What the exercise asks – In the text on diagnosing psoriatic arthritis, what kind of specialist might a doctor refer a patient to?

Document text –
# # # # # # #
Diagnosing psoriatic arthritis

Currently, no single test exists that can, on its own, provide a diagnosis of psoriatic arthritis. However, there are various tests and criteria that your doctor can evaluate to help him/her to arrive at this diagnosis.

Your doctor can most easily diagnose psoriatic arthritis if you already show signs and symptoms of psoriasis and have either red, swollen fingers or red, swollen toes. (The presence of psoriasis lesions on the skin and nails are a key to confirming this diagnosis.) Your doctor will also likely review your medical history and may perform a physical examination. If psoriatic arthritis is suspected, tests such as X-rays (or other forms of imaging, such as MRI or ultrasound), blood tests, and joint fluid tests may be needed to help your doctor determine this diagnosis (and rule out other possibilities).

Your doctor may also refer you to speak with a specialist who has expertise in treating arthritis (a rheumatologist) and who may be able to best diagnose your condition. (As the symptoms of psoriatic arthritis are known to resemble those of other conditions such as rheumatoid arthritis or gout, the diagnosis can be difficult to make.) The rheumatologist may also be able to recommend the best treatment plan for you. If you have psoriatic arthritis, or think you do, keep in mind that an early diagnosis is important so that treatment can begin as soon as possible to help prevent bone loss and maintain maximum range of motion.
# # # # # # #
Extracted material –
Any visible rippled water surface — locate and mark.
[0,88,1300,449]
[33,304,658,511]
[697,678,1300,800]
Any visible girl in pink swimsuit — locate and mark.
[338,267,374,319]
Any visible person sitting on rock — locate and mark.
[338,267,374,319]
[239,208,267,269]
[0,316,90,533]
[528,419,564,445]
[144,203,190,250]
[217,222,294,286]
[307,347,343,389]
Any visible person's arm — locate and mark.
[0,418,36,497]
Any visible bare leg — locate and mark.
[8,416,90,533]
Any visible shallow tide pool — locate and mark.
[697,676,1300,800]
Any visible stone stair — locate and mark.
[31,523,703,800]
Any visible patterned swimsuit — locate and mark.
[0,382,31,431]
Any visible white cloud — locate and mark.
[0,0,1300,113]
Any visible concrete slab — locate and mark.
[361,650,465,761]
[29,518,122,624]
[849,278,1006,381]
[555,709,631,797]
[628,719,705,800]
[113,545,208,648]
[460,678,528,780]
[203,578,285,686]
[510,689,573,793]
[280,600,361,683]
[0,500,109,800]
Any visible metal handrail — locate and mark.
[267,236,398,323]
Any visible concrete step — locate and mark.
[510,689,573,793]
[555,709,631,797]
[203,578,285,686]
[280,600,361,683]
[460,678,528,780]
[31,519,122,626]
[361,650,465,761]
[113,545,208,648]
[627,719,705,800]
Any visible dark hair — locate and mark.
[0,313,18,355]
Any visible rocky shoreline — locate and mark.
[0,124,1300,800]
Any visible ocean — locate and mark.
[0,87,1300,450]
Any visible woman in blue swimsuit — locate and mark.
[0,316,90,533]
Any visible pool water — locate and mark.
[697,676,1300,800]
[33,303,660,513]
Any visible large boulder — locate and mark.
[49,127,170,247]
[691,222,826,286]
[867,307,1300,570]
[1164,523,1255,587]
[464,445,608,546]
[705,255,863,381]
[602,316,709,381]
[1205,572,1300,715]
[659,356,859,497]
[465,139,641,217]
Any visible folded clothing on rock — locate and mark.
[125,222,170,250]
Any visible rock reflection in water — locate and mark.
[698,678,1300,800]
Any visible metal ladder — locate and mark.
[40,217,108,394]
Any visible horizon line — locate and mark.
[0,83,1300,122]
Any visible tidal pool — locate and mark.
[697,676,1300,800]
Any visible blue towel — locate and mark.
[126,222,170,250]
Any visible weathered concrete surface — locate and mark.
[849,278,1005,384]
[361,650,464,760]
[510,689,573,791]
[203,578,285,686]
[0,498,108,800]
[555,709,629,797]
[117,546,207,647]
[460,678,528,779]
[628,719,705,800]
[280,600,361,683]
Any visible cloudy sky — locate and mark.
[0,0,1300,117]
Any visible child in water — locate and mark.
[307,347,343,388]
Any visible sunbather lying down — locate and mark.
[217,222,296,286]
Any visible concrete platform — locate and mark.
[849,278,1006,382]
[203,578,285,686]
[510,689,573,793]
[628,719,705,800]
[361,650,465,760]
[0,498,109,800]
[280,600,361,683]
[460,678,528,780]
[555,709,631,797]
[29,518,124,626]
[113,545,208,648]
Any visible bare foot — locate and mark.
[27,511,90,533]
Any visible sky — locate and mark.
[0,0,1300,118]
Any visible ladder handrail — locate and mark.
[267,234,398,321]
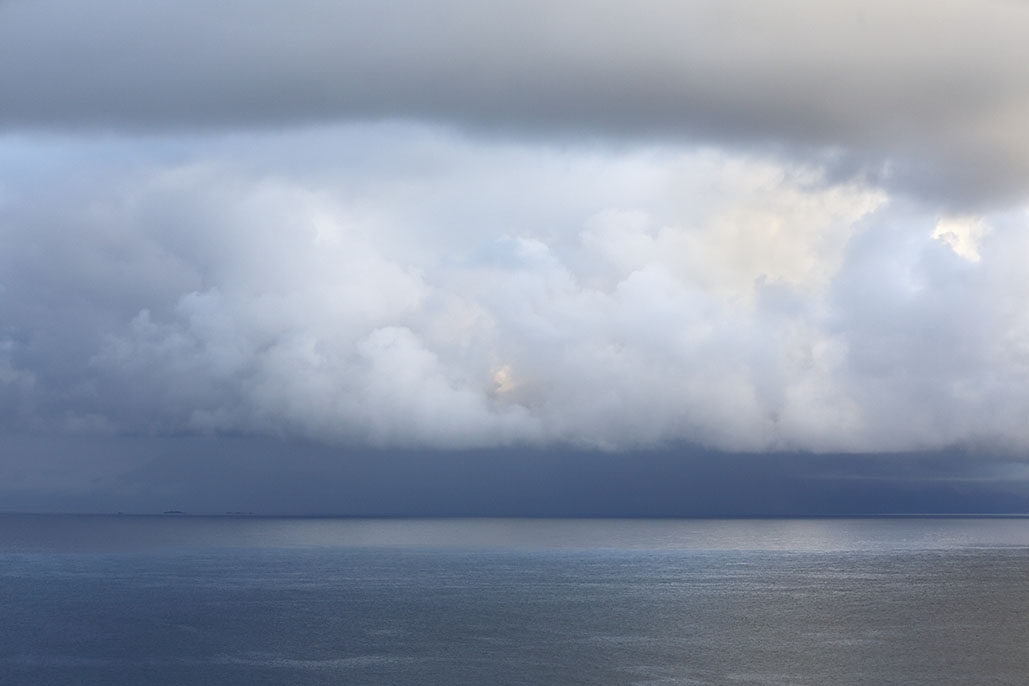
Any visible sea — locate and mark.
[0,514,1029,686]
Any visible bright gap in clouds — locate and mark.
[0,124,1029,450]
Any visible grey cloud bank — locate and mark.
[0,0,1029,514]
[6,127,1029,452]
[0,0,1029,207]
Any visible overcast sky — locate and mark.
[0,0,1029,514]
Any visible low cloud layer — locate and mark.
[0,125,1029,452]
[6,0,1029,211]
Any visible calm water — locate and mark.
[0,515,1029,686]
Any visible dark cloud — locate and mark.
[6,0,1029,207]
[0,435,1029,517]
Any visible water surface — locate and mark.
[0,515,1029,686]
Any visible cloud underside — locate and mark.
[6,0,1029,210]
[0,125,1029,450]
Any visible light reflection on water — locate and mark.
[0,515,1029,686]
[0,514,1029,552]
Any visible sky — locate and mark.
[0,0,1029,515]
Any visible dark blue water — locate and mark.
[0,515,1029,686]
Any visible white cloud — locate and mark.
[6,128,1029,450]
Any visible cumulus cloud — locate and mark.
[0,0,1029,206]
[6,125,1029,450]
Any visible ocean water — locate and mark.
[0,515,1029,686]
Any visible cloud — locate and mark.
[6,125,1029,452]
[0,0,1029,206]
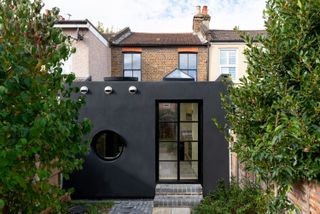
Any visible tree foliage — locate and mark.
[0,0,90,213]
[224,0,320,211]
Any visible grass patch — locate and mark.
[192,181,269,214]
[70,200,114,214]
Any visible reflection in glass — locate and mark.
[179,54,188,69]
[180,122,198,141]
[188,54,197,69]
[159,103,177,122]
[180,142,198,161]
[159,123,177,141]
[159,161,177,180]
[132,54,141,69]
[159,142,177,160]
[220,50,228,65]
[180,161,198,180]
[180,103,198,121]
[123,54,132,69]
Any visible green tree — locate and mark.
[220,0,320,211]
[0,0,90,213]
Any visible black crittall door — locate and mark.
[157,101,201,183]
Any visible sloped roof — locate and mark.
[113,32,205,47]
[208,30,266,42]
[163,68,194,81]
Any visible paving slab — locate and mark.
[109,200,153,214]
[152,207,191,214]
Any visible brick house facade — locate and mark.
[111,46,208,81]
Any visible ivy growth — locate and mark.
[223,0,320,211]
[0,0,90,213]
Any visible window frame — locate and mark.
[178,52,198,81]
[155,99,203,184]
[218,48,238,80]
[122,52,142,81]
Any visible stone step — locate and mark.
[156,184,202,195]
[153,195,203,207]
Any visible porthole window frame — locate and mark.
[90,130,126,162]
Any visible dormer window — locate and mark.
[123,53,141,81]
[179,53,198,81]
[220,49,237,80]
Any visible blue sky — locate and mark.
[43,0,265,32]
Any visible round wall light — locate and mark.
[104,86,112,94]
[80,86,89,94]
[129,86,138,94]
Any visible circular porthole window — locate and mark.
[91,130,124,160]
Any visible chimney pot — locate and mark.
[196,5,201,14]
[202,5,208,15]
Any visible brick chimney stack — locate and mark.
[196,5,201,14]
[192,5,211,33]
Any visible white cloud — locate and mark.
[44,0,265,32]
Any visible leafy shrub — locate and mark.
[0,0,90,213]
[219,0,320,208]
[193,181,270,214]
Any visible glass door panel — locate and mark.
[159,161,178,180]
[159,142,178,161]
[159,122,177,141]
[180,122,198,141]
[179,161,198,180]
[180,103,198,121]
[157,102,199,182]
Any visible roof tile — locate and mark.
[112,32,204,46]
[209,30,266,42]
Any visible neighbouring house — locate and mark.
[55,20,111,81]
[206,30,266,83]
[111,28,208,81]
# # # # # # #
Result – A rheumatologist, a specialist with expertise in treating arthritis.